Violence in Iraq's Anbar province 'displaces 300,000'

Masked gunmen patrol Falluja (8 February 2014) Anbar Governor Ahmed al-Dulaimi gave the militants until the weekend to surrender

Up to 300,000 people have now been displaced by the fighting between Sunni militants and security forces in Iraq's western province of Anbar, the UN says.

Militants led by the jihadist Islamic State in Iraq and the Levant (Isis) took over parts of the cities of Falluja and Ramadi in late December.

Since then, troops and allied tribesmen have struggled to regain control.

The number displaced by the unrest is the highest since the peak of the sectarian insurgency from 2006 to 2008.

A further 1.1 million internally displaced people (IDPs) have still not returned to communities in Iraq wracked by violence since 2003.

'Sustained hardship'


The tourist village of Habbaniya, south-west of Falluja, was once a popular destination for the Iraqi elite during Saddam Hussein's rule. It has now turned into a refuge for those fleeing the fighting in Anbar.

Inside the village's chalets and seven-story hotel are hundreds of families, crammed into rooms that lack adequate sanitation and other basic facilities.

* * * * * * * * *

Exercises
[a] Reproduce the Anbar displacement report word for word, from "Up to 300,000" down to "in late December.".
[b] In the Anbar displacement report, which tourist village has become a refuge for people fleeing the fighting?

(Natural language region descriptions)
* * * * * * * * *

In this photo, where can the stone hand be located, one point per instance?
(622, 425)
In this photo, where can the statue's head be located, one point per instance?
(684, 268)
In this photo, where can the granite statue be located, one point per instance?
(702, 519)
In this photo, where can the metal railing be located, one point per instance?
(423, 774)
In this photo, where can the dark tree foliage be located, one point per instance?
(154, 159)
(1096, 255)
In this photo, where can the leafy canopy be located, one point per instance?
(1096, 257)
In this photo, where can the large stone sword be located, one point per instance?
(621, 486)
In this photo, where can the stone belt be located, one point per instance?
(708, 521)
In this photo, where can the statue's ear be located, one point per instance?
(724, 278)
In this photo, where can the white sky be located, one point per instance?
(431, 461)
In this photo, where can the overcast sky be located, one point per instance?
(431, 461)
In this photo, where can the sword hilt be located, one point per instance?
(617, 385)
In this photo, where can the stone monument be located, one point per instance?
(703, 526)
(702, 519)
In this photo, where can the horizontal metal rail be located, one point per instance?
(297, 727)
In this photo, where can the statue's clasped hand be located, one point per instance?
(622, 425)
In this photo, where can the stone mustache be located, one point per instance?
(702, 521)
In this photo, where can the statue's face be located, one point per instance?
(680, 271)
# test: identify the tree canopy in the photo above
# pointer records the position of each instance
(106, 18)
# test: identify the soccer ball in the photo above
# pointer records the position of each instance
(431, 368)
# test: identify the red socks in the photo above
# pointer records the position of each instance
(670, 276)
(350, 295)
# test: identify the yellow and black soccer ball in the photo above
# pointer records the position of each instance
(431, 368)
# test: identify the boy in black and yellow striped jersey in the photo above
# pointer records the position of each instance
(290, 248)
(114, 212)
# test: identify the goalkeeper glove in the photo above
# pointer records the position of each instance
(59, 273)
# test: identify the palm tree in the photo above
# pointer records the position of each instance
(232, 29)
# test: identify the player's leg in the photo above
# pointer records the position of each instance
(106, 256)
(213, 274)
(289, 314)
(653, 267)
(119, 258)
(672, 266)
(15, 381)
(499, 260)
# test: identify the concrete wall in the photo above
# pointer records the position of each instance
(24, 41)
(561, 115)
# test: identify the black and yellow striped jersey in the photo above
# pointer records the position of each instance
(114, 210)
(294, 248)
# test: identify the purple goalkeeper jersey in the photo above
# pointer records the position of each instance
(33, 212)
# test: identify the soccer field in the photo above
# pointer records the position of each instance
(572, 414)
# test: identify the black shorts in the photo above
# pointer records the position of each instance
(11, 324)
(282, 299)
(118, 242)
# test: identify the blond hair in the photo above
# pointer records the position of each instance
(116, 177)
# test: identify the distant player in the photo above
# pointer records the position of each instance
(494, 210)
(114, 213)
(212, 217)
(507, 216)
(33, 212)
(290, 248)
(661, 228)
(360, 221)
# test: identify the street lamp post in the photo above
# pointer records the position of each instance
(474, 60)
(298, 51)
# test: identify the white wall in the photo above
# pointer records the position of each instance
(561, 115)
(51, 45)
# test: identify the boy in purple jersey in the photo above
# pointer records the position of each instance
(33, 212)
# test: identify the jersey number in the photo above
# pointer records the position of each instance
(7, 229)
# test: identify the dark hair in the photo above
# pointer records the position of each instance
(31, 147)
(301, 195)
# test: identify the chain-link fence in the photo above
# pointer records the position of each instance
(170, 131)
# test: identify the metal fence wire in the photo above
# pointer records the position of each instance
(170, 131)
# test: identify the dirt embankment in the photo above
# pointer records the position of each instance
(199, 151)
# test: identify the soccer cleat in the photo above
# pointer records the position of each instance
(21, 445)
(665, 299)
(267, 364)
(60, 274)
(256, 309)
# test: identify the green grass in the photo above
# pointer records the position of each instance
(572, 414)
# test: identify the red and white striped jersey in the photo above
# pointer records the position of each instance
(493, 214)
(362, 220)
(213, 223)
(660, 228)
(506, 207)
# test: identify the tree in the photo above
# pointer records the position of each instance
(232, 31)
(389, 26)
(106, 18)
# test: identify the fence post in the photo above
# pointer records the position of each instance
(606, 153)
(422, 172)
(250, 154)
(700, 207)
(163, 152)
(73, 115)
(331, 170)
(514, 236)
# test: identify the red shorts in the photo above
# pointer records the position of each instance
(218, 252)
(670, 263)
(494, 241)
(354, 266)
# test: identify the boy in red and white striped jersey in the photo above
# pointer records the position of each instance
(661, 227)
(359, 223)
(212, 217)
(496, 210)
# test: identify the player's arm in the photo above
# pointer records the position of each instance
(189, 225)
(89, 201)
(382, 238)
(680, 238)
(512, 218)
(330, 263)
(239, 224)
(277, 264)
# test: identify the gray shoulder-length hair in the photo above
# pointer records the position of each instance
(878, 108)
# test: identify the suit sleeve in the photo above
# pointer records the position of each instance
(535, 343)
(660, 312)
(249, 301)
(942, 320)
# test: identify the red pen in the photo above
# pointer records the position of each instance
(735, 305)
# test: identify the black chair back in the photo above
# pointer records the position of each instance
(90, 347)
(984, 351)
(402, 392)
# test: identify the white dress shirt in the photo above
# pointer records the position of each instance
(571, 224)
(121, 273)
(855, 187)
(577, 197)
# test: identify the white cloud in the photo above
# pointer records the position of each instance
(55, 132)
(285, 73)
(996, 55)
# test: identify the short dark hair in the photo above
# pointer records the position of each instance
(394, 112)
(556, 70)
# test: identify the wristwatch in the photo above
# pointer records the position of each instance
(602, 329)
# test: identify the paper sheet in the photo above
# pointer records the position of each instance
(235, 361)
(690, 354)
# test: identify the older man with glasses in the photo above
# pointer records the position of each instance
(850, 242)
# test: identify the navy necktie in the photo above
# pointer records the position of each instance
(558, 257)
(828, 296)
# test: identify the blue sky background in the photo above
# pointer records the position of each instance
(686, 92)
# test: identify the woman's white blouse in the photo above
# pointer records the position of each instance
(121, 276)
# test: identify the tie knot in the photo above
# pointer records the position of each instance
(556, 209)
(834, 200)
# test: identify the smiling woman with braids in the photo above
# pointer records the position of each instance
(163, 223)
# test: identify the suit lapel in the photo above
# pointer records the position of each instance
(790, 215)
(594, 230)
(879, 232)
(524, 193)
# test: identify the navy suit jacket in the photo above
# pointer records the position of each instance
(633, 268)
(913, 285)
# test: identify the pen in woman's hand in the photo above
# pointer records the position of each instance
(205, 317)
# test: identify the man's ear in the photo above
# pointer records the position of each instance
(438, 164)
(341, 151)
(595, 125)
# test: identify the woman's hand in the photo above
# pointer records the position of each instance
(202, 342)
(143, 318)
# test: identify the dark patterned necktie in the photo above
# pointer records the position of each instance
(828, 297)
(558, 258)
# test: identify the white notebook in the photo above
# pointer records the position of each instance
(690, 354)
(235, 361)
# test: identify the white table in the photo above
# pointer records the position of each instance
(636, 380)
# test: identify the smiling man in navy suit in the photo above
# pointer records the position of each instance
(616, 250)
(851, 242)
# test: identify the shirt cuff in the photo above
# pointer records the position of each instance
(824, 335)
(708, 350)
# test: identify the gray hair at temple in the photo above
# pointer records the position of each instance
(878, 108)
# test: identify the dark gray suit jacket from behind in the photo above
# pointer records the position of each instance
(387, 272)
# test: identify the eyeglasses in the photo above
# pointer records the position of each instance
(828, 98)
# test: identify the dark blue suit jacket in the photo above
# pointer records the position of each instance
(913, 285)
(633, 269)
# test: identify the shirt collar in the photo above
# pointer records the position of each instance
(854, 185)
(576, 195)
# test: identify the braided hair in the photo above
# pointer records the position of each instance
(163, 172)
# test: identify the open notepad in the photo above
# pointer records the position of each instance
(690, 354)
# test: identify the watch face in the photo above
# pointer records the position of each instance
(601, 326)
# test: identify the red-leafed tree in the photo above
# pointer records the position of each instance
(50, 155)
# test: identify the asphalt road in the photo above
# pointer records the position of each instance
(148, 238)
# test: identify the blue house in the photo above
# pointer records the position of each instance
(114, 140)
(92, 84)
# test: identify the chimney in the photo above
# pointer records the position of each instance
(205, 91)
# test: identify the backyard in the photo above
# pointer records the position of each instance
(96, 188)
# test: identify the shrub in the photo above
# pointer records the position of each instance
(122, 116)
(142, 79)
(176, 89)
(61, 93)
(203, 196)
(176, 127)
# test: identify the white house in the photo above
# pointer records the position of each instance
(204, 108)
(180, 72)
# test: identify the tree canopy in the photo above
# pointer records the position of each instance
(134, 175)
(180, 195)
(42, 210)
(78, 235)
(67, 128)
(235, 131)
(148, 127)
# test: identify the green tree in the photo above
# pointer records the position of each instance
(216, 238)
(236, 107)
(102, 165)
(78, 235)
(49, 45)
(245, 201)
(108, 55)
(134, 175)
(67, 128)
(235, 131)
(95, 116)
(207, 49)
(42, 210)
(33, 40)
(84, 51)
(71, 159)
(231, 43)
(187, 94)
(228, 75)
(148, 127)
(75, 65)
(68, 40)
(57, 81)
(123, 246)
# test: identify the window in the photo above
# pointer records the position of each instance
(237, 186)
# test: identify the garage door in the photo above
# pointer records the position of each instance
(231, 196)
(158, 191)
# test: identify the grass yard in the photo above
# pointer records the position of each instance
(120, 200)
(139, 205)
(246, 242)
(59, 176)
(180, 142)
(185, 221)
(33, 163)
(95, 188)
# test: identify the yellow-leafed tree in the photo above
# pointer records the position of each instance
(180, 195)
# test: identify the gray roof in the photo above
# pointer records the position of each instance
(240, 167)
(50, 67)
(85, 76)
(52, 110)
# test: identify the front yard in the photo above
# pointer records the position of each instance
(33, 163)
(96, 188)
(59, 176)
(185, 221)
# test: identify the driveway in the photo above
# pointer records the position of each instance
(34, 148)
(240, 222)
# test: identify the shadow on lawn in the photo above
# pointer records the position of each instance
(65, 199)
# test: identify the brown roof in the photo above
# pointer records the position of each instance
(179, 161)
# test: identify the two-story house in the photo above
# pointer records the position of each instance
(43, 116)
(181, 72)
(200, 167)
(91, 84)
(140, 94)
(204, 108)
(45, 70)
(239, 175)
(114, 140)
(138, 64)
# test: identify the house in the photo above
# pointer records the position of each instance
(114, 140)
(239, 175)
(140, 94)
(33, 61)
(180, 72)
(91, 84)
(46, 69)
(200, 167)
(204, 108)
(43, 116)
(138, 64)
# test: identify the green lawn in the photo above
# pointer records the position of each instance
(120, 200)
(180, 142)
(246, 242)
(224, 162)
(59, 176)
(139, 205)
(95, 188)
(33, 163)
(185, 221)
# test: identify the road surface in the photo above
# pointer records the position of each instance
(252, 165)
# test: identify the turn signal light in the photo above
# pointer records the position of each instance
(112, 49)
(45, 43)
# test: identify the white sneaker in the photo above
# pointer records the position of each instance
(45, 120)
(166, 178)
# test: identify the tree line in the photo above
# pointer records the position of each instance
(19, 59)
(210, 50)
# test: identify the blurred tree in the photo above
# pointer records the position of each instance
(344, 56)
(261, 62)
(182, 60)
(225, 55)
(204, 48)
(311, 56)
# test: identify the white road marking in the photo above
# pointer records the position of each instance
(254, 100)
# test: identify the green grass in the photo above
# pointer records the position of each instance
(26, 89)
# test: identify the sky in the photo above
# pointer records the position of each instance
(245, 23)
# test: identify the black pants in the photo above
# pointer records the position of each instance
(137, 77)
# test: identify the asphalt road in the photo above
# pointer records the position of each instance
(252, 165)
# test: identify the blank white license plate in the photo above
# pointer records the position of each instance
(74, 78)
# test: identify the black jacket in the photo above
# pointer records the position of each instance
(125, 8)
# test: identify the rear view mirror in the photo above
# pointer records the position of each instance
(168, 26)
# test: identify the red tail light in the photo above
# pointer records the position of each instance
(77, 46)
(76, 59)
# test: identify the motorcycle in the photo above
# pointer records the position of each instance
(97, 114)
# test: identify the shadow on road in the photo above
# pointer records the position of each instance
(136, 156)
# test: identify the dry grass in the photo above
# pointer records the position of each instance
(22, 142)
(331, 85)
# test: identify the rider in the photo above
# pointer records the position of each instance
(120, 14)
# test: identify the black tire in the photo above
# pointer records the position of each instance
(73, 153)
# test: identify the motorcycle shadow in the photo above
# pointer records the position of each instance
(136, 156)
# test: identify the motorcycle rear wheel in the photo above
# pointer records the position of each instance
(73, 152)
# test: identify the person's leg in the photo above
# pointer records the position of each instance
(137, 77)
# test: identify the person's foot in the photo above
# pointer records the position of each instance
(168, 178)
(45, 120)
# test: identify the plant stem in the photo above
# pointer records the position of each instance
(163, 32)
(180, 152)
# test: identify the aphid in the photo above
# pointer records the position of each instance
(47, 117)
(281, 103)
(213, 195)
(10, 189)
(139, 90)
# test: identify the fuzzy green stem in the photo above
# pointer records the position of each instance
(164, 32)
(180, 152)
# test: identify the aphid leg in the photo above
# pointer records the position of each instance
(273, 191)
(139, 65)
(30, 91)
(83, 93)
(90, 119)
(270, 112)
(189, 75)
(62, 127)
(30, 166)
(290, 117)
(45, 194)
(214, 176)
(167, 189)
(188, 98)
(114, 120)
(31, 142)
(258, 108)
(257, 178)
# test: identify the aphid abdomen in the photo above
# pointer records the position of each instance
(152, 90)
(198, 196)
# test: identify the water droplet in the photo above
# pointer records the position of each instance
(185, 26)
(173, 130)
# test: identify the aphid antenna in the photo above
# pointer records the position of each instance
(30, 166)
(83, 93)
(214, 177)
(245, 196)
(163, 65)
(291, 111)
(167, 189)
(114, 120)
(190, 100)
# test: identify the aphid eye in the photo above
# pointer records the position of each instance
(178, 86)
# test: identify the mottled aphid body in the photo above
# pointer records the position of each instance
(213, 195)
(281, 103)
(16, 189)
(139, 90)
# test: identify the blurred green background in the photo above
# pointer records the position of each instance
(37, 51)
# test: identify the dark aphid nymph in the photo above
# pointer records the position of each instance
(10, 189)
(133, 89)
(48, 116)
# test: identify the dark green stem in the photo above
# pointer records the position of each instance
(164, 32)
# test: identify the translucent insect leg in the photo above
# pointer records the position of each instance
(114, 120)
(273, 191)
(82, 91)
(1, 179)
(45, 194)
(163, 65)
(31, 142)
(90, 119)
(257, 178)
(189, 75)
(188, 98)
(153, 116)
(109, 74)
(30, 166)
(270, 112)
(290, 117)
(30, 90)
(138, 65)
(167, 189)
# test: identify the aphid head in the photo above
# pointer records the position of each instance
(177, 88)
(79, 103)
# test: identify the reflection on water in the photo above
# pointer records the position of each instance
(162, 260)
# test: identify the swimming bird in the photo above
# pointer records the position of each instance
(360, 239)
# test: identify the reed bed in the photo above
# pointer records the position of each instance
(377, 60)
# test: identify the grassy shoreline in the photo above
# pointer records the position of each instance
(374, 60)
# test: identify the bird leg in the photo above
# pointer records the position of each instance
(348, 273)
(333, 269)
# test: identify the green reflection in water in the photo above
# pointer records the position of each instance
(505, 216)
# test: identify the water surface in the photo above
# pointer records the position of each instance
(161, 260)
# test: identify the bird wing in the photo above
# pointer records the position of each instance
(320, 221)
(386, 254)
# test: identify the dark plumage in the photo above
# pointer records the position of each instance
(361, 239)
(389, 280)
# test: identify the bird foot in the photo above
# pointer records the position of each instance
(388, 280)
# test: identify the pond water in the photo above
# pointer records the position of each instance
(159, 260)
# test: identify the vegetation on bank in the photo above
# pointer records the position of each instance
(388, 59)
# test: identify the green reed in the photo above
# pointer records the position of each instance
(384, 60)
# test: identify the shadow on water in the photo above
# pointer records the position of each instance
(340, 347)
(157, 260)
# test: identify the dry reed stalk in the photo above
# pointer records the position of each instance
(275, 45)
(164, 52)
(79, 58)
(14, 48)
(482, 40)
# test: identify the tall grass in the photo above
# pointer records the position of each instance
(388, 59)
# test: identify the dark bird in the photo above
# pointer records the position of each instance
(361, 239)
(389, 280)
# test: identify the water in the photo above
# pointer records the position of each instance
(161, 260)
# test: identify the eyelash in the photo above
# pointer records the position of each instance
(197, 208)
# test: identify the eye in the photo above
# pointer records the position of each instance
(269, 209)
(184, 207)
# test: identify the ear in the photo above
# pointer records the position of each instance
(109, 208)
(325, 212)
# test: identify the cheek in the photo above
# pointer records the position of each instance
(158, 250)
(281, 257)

* * * * * * * * *

Expected responses
[a]
Up to 300,000 people have now been displaced by the fighting between Sunni militants and security forces in Iraq's western province of Anbar, the UN says.

Militants led by the jihadist Islamic State in Iraq and the Levant (Isis) took over parts of the cities of Falluja and Ramadi in late December.

[b] Habbaniya, south-west of Falluja.